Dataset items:
start
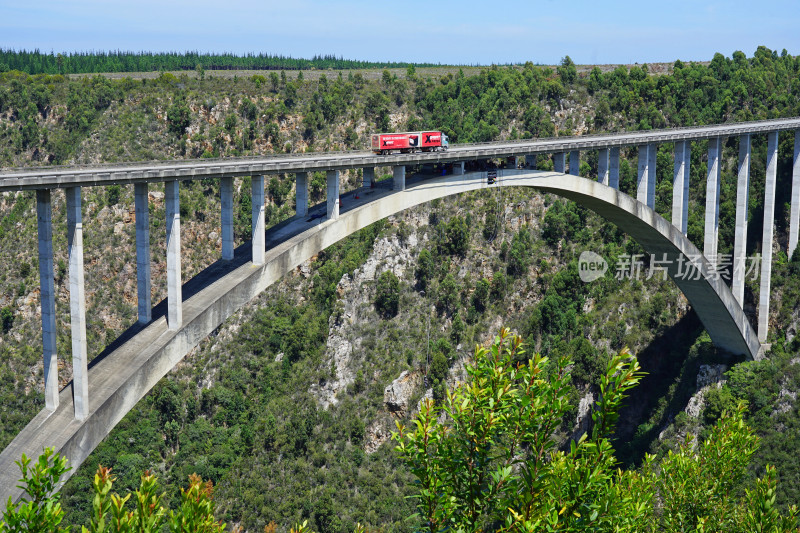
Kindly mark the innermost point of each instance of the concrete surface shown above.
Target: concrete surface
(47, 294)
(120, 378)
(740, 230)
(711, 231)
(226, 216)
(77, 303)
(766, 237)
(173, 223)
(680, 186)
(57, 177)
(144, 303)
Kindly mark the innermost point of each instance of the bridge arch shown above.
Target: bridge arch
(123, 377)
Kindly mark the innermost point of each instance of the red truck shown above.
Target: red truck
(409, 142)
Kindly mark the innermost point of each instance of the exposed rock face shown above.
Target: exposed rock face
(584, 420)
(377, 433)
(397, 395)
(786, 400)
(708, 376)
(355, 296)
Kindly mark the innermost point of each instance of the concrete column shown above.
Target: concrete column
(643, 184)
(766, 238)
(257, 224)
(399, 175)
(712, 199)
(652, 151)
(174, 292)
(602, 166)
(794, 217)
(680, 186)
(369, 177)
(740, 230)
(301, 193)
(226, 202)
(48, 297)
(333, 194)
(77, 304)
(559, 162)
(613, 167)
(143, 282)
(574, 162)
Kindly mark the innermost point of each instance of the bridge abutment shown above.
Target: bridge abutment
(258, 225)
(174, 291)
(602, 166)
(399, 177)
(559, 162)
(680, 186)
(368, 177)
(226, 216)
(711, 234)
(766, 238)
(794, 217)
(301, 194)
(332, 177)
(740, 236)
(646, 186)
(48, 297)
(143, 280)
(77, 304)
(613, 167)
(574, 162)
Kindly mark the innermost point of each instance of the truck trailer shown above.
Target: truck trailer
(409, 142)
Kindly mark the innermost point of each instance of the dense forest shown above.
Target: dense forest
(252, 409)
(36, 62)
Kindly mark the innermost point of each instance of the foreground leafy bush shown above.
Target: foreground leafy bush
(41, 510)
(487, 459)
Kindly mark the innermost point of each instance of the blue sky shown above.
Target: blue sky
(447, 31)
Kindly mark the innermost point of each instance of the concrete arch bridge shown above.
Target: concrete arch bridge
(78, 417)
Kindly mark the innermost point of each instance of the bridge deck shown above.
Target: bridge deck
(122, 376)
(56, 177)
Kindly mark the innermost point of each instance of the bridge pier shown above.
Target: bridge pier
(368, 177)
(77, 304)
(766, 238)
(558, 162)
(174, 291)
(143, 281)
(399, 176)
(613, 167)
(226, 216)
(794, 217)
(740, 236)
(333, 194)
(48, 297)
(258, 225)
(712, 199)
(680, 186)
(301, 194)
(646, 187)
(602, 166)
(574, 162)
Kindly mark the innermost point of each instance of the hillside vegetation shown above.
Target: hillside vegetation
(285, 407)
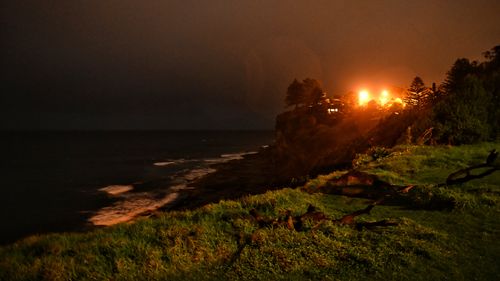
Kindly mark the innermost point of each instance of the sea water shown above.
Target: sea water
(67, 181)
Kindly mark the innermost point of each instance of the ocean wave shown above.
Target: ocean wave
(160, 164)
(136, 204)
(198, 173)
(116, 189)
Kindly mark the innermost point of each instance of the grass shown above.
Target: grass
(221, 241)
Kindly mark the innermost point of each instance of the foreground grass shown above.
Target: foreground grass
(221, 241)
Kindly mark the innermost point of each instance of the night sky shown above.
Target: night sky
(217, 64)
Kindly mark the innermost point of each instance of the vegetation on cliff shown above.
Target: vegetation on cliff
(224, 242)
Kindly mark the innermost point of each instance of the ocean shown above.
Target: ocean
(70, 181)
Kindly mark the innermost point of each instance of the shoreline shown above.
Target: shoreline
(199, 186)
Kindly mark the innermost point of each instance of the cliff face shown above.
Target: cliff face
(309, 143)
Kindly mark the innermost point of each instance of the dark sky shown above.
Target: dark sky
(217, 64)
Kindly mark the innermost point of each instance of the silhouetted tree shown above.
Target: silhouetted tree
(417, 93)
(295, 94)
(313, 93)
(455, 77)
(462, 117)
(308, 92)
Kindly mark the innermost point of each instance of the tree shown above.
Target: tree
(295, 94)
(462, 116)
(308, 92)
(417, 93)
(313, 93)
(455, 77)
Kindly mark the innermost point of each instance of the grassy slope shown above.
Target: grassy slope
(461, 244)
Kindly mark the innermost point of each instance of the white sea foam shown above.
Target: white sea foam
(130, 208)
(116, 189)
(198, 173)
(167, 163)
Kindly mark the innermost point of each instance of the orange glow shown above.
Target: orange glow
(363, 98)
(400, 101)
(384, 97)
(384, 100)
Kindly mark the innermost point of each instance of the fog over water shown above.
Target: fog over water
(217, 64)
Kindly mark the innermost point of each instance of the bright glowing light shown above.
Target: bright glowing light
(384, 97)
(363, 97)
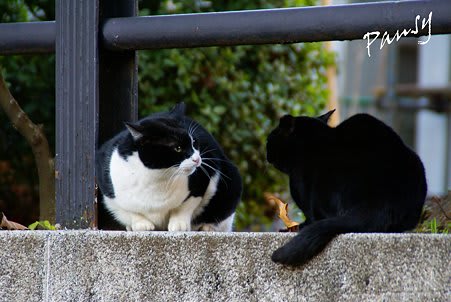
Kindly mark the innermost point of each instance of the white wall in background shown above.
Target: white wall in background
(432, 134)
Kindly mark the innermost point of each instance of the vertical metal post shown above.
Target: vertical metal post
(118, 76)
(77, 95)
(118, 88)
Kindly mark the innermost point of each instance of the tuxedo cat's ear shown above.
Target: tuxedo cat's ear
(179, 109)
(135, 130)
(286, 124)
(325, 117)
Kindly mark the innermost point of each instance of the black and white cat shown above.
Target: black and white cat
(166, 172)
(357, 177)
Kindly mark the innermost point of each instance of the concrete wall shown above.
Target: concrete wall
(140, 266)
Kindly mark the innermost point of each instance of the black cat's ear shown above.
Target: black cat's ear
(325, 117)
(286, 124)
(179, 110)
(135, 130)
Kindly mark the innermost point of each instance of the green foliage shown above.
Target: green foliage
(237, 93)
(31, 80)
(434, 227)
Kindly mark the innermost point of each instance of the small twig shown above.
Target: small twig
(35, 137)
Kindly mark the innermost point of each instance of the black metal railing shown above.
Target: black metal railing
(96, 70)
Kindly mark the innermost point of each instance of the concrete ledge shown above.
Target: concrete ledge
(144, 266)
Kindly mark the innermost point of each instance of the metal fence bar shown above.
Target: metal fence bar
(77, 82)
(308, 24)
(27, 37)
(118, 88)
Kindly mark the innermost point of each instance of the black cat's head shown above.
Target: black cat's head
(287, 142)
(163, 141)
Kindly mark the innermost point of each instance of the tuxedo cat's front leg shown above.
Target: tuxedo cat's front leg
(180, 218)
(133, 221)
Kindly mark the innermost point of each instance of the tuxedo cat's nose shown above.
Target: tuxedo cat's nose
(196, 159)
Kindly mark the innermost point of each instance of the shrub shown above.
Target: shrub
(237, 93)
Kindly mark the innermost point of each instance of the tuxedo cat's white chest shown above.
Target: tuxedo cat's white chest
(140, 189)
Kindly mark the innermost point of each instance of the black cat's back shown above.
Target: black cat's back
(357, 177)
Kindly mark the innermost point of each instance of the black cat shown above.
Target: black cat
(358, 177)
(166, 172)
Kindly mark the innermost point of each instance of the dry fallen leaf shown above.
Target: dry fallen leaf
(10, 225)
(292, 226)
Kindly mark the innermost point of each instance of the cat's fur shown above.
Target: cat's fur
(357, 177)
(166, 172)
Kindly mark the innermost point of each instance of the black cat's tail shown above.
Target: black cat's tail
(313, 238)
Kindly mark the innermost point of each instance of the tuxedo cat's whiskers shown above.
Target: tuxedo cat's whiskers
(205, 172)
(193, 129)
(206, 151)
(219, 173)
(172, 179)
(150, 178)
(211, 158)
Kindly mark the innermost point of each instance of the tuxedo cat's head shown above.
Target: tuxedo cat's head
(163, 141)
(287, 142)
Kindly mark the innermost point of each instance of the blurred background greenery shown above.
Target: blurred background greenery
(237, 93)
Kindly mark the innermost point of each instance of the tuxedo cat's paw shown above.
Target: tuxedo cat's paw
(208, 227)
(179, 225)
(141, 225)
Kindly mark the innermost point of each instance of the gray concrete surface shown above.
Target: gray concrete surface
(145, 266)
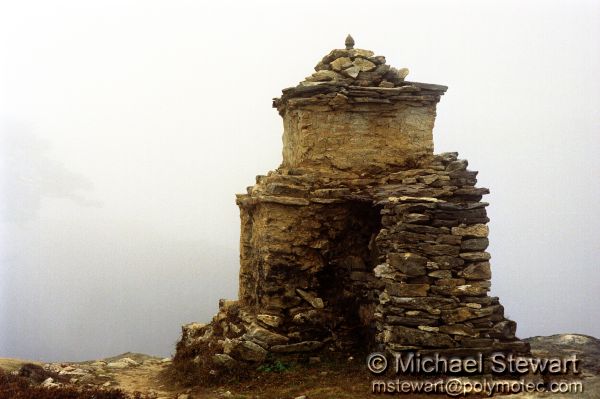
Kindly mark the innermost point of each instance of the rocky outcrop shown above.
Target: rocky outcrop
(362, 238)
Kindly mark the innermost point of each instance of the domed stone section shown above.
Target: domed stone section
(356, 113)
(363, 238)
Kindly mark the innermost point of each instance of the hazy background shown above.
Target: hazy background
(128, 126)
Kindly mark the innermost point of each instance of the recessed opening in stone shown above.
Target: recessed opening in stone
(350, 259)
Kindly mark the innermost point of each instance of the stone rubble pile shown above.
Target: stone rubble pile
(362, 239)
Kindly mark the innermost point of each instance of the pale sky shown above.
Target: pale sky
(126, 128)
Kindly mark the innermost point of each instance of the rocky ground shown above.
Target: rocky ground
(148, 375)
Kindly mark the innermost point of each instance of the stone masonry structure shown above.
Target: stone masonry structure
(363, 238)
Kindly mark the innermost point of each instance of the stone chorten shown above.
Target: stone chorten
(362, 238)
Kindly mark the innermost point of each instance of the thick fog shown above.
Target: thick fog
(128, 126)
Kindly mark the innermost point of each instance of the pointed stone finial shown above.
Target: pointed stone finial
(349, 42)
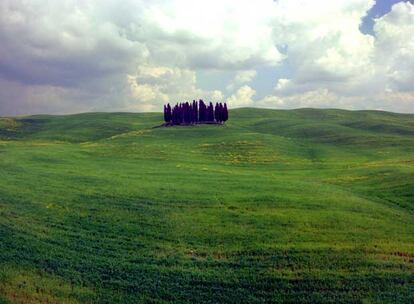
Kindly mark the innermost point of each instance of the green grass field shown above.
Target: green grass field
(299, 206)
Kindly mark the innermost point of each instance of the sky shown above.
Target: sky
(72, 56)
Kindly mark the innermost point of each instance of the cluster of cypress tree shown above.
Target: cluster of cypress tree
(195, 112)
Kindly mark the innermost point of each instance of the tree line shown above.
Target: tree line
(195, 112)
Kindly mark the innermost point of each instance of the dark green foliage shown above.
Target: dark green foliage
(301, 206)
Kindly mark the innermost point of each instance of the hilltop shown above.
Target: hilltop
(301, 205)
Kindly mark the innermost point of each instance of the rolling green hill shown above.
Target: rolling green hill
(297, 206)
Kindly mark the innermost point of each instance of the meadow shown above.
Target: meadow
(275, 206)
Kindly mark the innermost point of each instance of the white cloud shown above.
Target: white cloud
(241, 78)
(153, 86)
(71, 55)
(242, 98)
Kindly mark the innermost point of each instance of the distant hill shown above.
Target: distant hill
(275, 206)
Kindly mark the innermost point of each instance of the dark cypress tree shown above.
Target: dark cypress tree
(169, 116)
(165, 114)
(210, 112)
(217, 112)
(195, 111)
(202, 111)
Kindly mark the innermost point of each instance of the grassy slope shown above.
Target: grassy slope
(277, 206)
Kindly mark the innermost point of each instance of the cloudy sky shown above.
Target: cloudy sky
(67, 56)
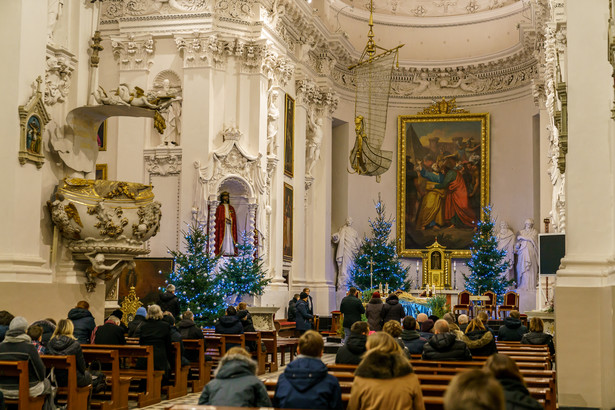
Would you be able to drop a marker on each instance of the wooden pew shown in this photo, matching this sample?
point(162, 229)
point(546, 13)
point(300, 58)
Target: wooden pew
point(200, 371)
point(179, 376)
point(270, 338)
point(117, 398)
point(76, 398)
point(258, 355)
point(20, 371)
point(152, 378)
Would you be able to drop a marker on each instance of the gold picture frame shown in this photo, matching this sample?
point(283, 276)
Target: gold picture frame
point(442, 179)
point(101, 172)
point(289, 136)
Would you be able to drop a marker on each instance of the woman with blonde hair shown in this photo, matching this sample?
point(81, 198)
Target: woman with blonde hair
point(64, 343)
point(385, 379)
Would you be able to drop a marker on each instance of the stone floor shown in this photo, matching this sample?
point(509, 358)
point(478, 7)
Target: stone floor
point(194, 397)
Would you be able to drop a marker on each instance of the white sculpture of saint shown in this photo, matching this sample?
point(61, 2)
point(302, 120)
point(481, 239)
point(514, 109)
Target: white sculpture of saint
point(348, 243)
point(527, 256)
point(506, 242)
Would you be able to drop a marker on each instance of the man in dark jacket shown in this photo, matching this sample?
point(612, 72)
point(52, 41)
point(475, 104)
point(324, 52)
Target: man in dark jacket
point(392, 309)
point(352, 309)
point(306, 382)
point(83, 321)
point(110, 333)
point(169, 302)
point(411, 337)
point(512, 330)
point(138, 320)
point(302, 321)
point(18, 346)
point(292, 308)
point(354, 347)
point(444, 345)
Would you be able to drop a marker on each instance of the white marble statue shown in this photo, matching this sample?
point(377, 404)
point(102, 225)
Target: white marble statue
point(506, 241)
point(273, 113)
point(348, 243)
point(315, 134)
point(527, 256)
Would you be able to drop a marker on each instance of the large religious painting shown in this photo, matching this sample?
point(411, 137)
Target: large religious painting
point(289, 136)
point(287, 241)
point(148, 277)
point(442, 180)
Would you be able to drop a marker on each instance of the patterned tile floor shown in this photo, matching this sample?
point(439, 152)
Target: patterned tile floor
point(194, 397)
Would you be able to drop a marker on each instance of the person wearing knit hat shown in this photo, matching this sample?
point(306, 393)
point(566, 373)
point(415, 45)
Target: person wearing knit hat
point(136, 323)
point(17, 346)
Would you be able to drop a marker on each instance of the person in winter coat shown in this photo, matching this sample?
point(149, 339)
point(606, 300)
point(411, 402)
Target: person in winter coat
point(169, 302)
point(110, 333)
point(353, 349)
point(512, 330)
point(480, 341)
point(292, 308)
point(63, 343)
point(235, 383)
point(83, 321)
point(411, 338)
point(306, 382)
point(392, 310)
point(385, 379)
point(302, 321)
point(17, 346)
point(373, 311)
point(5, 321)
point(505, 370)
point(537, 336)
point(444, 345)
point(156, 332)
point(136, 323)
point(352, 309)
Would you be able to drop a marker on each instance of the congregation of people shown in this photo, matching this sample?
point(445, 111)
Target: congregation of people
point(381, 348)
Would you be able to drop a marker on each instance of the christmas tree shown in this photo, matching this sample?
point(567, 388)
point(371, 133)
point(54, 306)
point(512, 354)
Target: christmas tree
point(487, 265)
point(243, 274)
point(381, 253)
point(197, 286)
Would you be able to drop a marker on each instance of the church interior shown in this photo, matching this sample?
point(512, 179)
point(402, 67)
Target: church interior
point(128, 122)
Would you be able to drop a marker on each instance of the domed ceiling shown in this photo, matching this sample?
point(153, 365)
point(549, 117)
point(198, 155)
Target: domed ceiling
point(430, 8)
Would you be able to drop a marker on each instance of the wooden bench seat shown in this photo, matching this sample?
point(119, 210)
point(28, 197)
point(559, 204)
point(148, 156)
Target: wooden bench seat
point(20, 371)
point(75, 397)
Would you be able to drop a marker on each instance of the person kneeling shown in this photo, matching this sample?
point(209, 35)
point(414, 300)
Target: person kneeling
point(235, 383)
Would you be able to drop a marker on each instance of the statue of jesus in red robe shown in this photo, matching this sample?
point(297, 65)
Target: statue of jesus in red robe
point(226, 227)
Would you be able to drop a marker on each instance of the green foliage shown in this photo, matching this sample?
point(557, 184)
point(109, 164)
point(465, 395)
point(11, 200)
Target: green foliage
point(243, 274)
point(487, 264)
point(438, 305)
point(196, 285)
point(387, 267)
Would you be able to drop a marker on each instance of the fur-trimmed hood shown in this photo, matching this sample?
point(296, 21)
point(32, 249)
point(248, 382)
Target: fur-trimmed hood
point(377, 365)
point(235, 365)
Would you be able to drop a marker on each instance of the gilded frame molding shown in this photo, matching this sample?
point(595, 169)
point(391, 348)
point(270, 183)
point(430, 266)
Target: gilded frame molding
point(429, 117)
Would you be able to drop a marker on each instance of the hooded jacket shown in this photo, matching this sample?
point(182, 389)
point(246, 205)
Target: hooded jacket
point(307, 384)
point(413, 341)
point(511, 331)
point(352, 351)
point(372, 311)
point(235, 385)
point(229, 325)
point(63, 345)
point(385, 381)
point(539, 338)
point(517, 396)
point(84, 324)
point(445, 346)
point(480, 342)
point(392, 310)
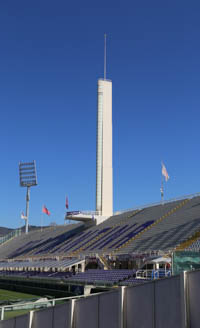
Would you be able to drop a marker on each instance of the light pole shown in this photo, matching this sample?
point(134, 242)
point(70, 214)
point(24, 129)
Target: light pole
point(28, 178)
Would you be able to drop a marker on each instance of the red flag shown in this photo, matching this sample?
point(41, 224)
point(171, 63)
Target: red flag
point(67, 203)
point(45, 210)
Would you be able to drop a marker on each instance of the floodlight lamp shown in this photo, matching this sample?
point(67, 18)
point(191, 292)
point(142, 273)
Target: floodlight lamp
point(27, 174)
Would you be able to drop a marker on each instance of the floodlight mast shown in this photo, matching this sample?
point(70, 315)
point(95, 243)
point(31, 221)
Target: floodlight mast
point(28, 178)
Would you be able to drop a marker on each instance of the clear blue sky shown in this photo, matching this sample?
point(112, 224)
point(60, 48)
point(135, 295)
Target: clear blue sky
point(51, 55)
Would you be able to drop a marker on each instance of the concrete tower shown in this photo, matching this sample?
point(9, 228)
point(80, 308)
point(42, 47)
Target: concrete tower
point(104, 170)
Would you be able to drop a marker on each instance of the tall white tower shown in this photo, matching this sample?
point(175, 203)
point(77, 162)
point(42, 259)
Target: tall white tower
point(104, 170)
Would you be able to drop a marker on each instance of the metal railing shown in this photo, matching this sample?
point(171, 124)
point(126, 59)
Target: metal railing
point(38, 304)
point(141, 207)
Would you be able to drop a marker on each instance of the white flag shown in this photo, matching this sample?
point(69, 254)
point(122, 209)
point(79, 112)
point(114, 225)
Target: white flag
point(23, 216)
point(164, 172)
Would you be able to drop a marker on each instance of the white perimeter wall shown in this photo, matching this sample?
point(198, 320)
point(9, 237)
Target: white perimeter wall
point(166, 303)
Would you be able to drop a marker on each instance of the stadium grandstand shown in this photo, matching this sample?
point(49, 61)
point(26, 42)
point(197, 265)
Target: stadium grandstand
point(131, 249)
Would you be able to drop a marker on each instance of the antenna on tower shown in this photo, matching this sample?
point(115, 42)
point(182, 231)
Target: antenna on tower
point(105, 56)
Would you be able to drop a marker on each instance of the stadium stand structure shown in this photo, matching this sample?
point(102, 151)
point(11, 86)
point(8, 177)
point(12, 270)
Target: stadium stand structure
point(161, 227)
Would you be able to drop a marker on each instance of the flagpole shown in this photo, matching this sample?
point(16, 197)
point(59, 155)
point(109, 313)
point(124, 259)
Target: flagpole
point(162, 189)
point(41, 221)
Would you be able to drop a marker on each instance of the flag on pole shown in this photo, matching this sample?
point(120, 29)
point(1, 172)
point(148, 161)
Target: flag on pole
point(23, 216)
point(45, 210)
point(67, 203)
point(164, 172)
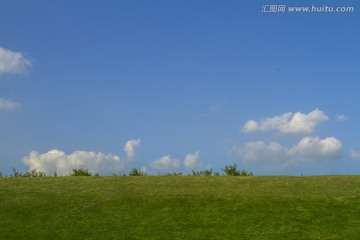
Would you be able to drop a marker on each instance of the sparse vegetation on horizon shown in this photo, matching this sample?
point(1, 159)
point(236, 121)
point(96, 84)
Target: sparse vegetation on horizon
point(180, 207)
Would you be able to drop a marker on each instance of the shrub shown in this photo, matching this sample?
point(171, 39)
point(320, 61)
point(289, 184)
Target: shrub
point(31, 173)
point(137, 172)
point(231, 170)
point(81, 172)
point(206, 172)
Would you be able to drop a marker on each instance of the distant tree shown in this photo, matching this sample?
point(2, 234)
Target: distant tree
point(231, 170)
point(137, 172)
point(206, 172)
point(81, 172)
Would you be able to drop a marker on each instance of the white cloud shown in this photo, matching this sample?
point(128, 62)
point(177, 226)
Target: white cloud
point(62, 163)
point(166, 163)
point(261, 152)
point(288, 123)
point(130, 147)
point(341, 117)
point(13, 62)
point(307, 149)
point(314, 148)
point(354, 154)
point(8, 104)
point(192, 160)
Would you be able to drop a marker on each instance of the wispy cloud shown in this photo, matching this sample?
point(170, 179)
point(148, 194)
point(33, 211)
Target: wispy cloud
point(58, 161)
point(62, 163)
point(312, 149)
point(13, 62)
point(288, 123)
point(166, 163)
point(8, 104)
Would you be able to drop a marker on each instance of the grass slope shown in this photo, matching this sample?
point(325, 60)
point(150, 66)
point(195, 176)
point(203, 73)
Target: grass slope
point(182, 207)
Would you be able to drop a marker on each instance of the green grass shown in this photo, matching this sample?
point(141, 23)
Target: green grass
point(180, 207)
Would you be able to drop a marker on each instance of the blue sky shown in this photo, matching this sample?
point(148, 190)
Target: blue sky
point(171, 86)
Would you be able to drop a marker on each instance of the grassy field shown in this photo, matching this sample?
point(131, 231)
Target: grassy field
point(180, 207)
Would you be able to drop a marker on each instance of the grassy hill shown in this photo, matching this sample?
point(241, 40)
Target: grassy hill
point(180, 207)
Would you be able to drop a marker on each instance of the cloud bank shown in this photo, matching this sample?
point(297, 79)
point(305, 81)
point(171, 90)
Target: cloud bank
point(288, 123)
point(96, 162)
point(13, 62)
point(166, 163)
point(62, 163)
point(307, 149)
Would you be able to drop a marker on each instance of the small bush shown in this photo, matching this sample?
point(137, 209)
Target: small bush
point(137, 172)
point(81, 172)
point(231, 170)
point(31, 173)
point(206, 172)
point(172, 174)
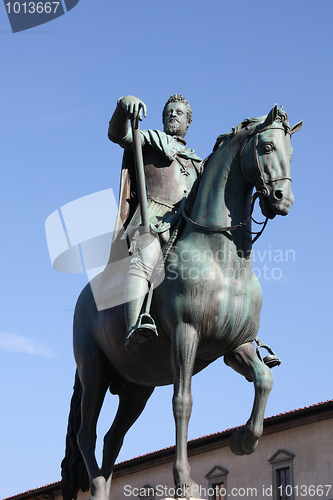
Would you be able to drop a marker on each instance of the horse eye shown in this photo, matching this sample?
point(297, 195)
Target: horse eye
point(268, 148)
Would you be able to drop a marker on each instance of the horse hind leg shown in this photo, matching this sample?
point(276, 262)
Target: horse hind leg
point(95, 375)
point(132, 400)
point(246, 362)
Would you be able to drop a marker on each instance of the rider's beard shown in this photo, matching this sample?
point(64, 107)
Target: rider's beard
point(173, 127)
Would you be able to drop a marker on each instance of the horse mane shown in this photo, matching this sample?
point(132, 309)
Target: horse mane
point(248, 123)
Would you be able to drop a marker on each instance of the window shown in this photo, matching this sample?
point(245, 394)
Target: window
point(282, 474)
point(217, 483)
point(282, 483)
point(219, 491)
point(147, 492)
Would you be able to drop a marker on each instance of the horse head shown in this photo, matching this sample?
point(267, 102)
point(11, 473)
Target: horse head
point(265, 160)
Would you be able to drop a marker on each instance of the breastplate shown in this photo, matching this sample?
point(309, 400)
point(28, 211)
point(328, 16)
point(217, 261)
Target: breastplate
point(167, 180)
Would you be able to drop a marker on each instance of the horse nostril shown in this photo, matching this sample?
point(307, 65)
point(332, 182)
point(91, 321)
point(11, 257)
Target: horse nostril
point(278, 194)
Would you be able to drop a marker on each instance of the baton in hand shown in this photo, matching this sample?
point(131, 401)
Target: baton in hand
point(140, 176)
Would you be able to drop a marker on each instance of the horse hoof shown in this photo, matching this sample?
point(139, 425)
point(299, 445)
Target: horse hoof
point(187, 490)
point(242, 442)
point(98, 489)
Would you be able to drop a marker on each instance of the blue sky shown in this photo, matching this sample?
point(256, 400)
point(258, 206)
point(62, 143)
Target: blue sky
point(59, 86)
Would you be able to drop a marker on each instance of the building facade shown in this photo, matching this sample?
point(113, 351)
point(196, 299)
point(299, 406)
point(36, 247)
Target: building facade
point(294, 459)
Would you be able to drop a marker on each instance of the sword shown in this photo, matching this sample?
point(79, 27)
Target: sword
end
Exercise prompt: Quote, without any change, each line from the one that contains "hand shown in this photo, matching this sample?" through the end of the material.

Exercise response:
Would you be able to drop a marker on each instance of the baton in hand shown in this photo, matching this sample?
point(131, 401)
Target: baton in hand
point(140, 176)
Would you be able to drop a marker on each instance of the horse hoof shown in this photo, matching this sample?
point(139, 425)
point(299, 445)
Target: horse hoof
point(187, 490)
point(242, 442)
point(98, 489)
Would you be able to drop a marker on each instance of the blue sky shown in this photo, matching this sample?
point(256, 400)
point(258, 206)
point(62, 143)
Target: blue sky
point(59, 86)
Would you be able to drop a marker on each instance of the building facade shown in this photo, matching this sample?
point(113, 351)
point(196, 299)
point(299, 406)
point(36, 247)
Target: building facade
point(294, 459)
Would you be able to drop a marker on each instance of the sword shown in this photo, matching this sample?
point(79, 27)
Target: sword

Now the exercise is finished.